▸ **Activity**:
In the passage on laundry pods, what share of the laundry-detergent market do pods have, according to Consumer Reports?

▸ **Exercise passage**:
::::::::::

They’re convenient, but they’re also dangerous – even potentially deadly.
They’re called “laundry pods, and they’ve made the news in recent weeks because since 2012, poison-control centers nationwide have received reports of nearly 7,700 pod-related poisonings of children ages 5 and younger.
There has been at least one pod-caused death widely reported. At a battered women’s shelter in Kissimee, Fla., a boy less than 1 year old grabbed a pod that was in a laundry basket on a bed where the child had been sleeping. The mother saw the child eating the pod and dialed 911. The boy was rushed to the hospital but later died.
The National Center for Disease Control in Atlanta called the pod poisonings “an emerging health hazard” and just recently issued a widespread safety alert about the pods. It’s true liquid and powdered laundry detergents have also been ingested by children, but usually they cause only mild stomach upsets and/or vomiting. The pods, however, can cause excessive vomiting, lethargy and gasping for breath. In some cases, victims stopped breathing and needed ventilation support.
Pods, at this point, have only about a 6 percent share of the laundry-detergent market, according to Consumer Reports, and yet the pods are responsible for a hugely disproportionate share of detergent-poisoning illnesses. The reason for that? Most believe it’s because the pods resemble brightly colored and alluring pieces of candy. Children, naturally, want to taste the bright “candies.”
Fortunately, most laundry-detergent companies who make the pods are now working on ways to make packages child-proof, to put warning labels on them for parents and to make the pods appear less like delicious, brightly colored candies.
Even if those changes are made, parents should still keep containers of laundry pods in a high cupboard, preferably locked, or at least inaccessible to little ones.
In the meantime, the news about laundry pods should remind all parents to do a child-safety inventory of all household products. Such potentially toxic products include all soaps and detergents, ammonia, bleach, cleansers, paints and varnishes, scent products, deodorants and virtually any kind of cleaning products. Many of those products do have child-safety caps on them, but as many adults know, children are often more adept at opening such products than their parents are.
Compared to even a decade ago, there has been a proliferation of products dangerous to children and pets. Therefore, now is a good time, before the new year arrives, to do a thorough inventory of each home and apartment for such potentially toxic (or even lethal) products. They should be placed in out-of-the-way places: the highest shelves out of sight of children, in locked cabinets or – whenever possible – in locked storage sheds.
Let’s start the new year right by keeping all children safe and sound.

::::::::::

▸ **Extracted information**:
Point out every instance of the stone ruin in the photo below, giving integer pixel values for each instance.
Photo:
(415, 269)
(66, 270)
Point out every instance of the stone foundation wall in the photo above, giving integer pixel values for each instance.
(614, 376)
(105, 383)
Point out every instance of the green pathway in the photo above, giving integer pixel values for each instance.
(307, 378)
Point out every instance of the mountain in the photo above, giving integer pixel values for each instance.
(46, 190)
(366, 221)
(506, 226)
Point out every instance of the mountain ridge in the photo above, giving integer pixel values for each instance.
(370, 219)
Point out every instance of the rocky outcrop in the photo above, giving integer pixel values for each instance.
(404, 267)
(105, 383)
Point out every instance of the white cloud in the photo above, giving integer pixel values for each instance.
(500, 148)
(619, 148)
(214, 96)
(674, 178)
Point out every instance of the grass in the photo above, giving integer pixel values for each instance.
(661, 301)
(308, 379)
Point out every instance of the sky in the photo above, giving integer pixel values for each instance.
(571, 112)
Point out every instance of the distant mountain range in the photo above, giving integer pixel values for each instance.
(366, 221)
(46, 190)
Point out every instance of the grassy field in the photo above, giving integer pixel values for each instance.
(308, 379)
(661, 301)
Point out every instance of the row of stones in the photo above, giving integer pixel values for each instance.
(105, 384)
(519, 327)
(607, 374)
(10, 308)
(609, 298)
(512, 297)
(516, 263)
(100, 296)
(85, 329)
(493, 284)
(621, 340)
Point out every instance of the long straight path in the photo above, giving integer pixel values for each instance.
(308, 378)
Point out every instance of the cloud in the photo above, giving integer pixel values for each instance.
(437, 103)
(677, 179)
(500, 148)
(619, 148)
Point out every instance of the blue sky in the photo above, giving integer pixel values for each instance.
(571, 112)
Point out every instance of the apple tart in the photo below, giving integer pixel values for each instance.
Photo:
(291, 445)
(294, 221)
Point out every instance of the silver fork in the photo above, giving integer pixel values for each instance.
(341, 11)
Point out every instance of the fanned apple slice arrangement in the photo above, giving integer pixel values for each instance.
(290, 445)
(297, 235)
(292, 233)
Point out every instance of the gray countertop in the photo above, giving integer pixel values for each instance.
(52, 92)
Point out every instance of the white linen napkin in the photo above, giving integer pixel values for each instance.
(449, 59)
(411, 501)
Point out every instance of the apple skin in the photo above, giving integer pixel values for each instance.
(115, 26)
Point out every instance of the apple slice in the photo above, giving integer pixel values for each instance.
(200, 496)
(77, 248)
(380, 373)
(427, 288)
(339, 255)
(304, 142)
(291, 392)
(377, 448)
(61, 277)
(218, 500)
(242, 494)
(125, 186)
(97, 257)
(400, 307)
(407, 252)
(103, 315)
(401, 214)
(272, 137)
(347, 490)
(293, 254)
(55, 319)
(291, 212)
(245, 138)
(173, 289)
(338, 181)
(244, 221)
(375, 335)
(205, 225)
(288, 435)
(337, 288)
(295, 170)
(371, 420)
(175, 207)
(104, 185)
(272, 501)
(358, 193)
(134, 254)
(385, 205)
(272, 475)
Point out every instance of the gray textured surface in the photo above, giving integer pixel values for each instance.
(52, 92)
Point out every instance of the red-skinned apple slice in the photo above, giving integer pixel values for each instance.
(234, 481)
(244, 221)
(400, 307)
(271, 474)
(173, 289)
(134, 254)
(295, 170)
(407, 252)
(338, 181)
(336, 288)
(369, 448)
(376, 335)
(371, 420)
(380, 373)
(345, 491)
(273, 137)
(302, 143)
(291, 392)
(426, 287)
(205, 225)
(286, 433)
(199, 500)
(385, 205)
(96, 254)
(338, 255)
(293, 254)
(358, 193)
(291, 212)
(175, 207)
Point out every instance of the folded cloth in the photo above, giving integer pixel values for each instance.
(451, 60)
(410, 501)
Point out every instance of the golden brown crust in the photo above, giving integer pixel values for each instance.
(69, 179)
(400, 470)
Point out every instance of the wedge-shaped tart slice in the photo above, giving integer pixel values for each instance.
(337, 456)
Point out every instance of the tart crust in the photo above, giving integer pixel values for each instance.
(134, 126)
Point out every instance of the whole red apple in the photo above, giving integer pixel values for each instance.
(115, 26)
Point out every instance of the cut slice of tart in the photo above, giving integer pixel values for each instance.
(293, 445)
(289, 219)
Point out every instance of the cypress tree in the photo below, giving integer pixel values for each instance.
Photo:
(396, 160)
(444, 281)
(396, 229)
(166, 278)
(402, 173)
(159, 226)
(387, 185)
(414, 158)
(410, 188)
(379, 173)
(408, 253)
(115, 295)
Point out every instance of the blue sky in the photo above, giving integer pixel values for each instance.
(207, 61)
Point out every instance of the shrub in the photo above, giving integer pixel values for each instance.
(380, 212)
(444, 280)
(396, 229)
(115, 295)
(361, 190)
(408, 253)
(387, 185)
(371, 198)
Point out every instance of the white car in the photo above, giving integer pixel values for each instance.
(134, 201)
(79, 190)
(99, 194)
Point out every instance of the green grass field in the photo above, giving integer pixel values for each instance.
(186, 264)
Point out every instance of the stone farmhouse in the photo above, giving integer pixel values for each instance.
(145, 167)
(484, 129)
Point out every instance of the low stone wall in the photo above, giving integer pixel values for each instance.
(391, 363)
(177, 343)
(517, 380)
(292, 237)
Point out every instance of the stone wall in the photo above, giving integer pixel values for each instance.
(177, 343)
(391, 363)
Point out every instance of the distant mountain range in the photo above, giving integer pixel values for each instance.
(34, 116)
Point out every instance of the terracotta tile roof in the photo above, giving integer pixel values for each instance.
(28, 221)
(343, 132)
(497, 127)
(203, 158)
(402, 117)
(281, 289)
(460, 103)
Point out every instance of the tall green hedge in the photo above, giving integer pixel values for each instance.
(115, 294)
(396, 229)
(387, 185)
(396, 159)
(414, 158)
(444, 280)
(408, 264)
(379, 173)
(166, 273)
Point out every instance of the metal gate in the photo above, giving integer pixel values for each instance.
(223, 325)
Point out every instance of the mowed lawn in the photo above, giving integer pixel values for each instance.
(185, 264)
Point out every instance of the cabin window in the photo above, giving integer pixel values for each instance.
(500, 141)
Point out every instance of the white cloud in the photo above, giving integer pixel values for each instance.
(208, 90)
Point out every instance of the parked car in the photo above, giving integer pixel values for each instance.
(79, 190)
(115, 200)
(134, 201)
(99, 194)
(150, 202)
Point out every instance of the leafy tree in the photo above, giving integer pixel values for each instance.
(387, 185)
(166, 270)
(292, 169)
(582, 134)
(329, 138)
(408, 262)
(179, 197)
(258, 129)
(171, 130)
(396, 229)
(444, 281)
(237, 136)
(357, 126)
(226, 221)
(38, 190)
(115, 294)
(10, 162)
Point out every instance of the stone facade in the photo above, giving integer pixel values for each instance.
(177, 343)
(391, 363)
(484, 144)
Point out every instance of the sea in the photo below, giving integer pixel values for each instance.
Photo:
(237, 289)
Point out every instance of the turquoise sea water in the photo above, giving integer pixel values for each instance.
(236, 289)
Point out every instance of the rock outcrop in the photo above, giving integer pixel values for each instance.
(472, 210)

::::::::::

▸ **Answer below**:
About 6 percent.